Material provided:
'''
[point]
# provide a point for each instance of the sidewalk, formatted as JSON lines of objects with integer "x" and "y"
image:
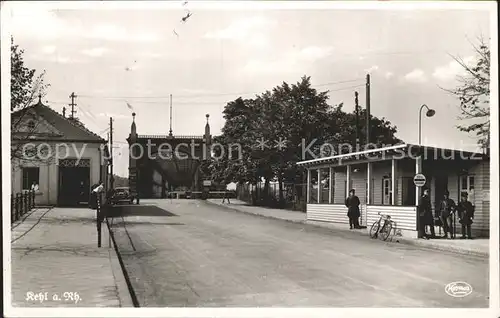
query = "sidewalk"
{"x": 55, "y": 253}
{"x": 477, "y": 247}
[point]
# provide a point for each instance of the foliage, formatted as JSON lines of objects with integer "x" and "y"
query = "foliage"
{"x": 296, "y": 114}
{"x": 473, "y": 92}
{"x": 24, "y": 90}
{"x": 24, "y": 85}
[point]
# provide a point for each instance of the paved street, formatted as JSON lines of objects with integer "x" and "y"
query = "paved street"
{"x": 190, "y": 253}
{"x": 54, "y": 252}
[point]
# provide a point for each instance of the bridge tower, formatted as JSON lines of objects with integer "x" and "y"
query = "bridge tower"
{"x": 150, "y": 176}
'''
Among the lines of the listing above, which ones contain the word "JSON"? Show them.

# provide a point for each instance of the sidewalk, formatted as JSON lines of objects with integer "x" and "y"
# provide a point for each instance of the foliage, formatted as JSON lines of objects with integer "x" and "y"
# provide a point for each instance of the paved street, formatted as JSON lines of objects with integer "x" and "y"
# provide a point for each instance of the bridge tower, formatted as JSON lines of objects with integer "x" and "y"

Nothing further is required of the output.